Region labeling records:
□ □ □ □ □ □ □

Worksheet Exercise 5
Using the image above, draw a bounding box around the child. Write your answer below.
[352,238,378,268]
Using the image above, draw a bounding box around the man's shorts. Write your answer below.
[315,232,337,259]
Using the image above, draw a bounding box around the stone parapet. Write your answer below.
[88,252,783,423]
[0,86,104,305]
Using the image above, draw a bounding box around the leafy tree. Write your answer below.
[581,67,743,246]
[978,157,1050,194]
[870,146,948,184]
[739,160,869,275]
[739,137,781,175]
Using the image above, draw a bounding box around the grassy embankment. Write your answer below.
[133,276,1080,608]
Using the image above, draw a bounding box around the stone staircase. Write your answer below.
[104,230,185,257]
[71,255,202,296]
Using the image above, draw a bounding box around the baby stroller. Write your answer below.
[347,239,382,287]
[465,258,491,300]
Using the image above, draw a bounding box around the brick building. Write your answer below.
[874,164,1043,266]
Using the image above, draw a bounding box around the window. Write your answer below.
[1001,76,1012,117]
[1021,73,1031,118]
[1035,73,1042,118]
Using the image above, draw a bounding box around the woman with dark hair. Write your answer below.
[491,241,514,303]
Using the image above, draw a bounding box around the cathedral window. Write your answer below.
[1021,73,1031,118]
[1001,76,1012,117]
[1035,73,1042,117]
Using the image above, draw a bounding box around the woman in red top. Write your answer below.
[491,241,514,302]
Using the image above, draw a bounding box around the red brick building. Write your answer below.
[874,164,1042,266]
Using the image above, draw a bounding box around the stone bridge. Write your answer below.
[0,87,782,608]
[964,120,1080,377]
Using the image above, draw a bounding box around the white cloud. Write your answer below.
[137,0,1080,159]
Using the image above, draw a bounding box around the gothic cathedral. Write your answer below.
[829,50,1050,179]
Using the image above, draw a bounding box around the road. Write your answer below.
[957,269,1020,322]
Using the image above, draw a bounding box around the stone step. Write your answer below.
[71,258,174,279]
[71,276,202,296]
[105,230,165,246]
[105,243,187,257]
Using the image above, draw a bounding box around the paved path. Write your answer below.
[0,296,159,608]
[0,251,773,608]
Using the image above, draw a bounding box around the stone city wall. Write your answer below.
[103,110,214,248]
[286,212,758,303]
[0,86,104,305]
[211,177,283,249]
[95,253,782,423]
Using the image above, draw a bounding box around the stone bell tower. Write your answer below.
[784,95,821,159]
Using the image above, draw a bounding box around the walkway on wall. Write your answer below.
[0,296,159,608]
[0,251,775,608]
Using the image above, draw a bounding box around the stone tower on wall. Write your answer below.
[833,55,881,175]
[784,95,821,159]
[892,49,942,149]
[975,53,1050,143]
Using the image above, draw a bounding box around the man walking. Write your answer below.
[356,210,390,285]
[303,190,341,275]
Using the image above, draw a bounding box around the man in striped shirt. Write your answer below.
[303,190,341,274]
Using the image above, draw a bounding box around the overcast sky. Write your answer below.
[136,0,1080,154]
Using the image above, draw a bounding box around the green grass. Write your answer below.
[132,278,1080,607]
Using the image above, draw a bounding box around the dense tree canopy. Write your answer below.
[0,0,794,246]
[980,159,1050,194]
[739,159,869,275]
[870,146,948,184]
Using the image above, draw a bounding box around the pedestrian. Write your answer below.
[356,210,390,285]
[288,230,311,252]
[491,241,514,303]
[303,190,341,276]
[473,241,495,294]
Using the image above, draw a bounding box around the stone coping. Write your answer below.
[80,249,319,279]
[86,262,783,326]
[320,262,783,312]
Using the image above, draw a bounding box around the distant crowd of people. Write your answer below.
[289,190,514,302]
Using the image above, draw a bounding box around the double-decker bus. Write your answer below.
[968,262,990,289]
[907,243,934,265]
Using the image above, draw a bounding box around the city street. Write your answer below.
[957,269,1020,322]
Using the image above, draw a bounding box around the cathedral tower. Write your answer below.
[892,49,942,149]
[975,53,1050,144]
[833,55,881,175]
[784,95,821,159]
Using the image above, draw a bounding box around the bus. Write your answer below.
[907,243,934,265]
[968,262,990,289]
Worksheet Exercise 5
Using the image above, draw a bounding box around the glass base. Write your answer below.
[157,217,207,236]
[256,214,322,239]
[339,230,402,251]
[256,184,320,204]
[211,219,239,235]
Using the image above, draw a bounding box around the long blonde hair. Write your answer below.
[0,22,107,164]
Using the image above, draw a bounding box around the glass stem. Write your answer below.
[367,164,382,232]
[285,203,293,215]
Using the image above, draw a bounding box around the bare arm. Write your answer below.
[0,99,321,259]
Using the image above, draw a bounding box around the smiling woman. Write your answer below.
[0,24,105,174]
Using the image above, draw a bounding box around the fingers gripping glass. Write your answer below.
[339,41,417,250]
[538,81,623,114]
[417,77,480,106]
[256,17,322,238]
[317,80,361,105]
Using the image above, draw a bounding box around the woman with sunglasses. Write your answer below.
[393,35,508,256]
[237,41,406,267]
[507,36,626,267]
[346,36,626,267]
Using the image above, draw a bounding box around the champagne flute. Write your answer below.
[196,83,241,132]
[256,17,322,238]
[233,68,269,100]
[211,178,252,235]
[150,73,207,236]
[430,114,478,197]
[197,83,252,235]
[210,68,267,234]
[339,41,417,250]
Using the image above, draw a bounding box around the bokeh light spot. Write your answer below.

□ □ □ □ □ □ □

• [Work required]: Copy out the lines of the material exactly, everything from the line containing "Using the image above, draw a bounding box around the leafy" down to the line containing "[1035,73,1042,117]", both ends included.

• [Answer for this exercise]:
Using the image above, draw a bounding box around the leafy tree. Write your answer below.
[581,67,743,246]
[978,157,1050,194]
[870,146,948,184]
[739,160,869,275]
[739,137,781,175]
Using the image above, draw a bounding box around the grassy embankment. Write your answer below.
[133,276,1080,608]
Using the image above, draw a bounding box around the stone staircase. Write your answer below.
[104,230,185,257]
[71,255,202,296]
Using the image above, draw a bounding box around the baby stroller. Write your answer below.
[347,239,382,287]
[465,258,491,300]
Using the image above, draw a bounding box around the brick building. Write your answer below.
[874,164,1043,266]
Using the image above, draw a bounding box around the window. Write your answer below.
[1001,76,1012,117]
[1021,73,1031,118]
[1035,73,1042,118]
Using the image above, draw a bounding box around the woman with dark hair. Write your answer below.
[491,241,514,303]
Using the image above, draw a bounding box around the cathedral window. Write your answer below.
[1021,73,1031,118]
[1001,76,1012,117]
[1035,73,1042,117]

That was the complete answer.